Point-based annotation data
+++
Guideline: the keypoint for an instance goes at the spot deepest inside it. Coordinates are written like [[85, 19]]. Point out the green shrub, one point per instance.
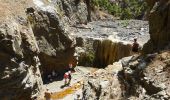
[[126, 9]]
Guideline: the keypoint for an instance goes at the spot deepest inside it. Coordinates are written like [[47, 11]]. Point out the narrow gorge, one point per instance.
[[40, 38]]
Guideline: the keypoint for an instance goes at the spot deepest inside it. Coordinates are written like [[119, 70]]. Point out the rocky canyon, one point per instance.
[[40, 38]]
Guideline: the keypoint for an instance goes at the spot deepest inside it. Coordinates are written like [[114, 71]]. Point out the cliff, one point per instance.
[[159, 26], [34, 41]]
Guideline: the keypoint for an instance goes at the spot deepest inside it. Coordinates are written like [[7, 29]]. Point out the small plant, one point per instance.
[[125, 9]]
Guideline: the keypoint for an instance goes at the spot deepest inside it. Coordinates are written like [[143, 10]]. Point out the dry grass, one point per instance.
[[13, 8]]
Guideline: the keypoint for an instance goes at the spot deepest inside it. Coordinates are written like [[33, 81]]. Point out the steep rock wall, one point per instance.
[[159, 26], [108, 51], [20, 77]]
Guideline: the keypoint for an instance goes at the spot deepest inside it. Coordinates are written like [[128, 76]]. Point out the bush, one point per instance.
[[125, 9]]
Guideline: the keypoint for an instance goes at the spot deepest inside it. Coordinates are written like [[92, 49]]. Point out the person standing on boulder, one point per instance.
[[67, 76], [135, 46]]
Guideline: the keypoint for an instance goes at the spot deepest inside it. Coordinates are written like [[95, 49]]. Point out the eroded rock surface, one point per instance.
[[20, 76], [106, 41], [133, 78], [159, 26]]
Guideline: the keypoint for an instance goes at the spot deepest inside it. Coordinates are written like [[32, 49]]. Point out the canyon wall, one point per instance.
[[159, 26], [34, 41]]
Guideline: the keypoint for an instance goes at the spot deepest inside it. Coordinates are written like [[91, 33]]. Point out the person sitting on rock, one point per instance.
[[135, 46], [67, 76]]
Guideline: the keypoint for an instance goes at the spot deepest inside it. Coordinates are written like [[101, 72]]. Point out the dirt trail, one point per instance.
[[75, 88]]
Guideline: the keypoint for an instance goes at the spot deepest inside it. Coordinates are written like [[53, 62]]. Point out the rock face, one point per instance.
[[133, 78], [147, 78], [20, 76], [102, 85], [108, 51], [106, 41], [50, 23], [34, 38], [159, 26]]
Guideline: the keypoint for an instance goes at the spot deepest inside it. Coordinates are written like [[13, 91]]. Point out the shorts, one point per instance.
[[66, 76]]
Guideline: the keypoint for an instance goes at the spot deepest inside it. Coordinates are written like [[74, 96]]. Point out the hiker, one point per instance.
[[135, 46], [47, 94], [67, 76], [71, 68]]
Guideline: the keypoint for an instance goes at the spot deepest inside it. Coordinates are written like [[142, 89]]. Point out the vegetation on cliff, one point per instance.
[[125, 9]]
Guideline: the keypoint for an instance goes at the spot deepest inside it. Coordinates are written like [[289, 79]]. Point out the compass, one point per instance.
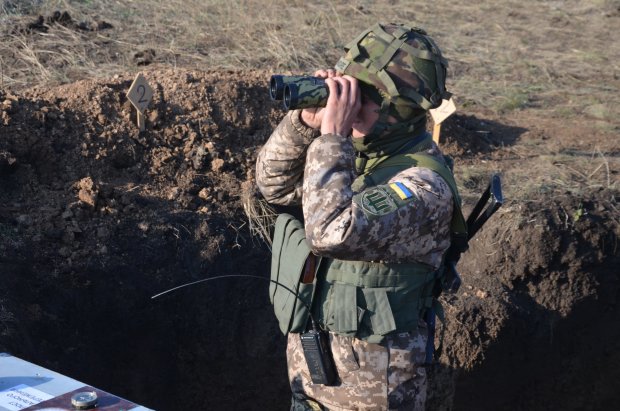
[[84, 400]]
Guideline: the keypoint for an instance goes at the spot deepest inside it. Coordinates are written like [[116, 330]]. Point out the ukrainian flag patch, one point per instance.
[[403, 192]]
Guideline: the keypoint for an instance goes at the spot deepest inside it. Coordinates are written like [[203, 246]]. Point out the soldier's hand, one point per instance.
[[312, 117], [343, 105]]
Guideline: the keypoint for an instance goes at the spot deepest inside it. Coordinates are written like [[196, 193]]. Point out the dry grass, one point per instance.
[[505, 55]]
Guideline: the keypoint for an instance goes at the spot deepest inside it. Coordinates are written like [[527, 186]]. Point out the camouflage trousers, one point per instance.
[[386, 376]]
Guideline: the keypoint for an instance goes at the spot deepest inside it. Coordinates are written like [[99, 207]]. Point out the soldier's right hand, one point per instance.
[[312, 117]]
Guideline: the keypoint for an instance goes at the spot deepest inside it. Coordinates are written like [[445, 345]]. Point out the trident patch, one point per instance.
[[377, 201]]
+++
WHAT IS ASKED — Lay out the lines of the data as a JSON list of strings, one string per line, skipping blank lines. Include only the lines from the one containing "trident patch, one point per instance." through the end of the data, with both ends included.

COMPLETE OUTPUT —
[
  "Guideline: the keypoint for an instance goes at the spot deepest inside it. Coordinates are written like [[445, 345]]. Point out the trident patch, one point per instance.",
  "[[377, 201]]"
]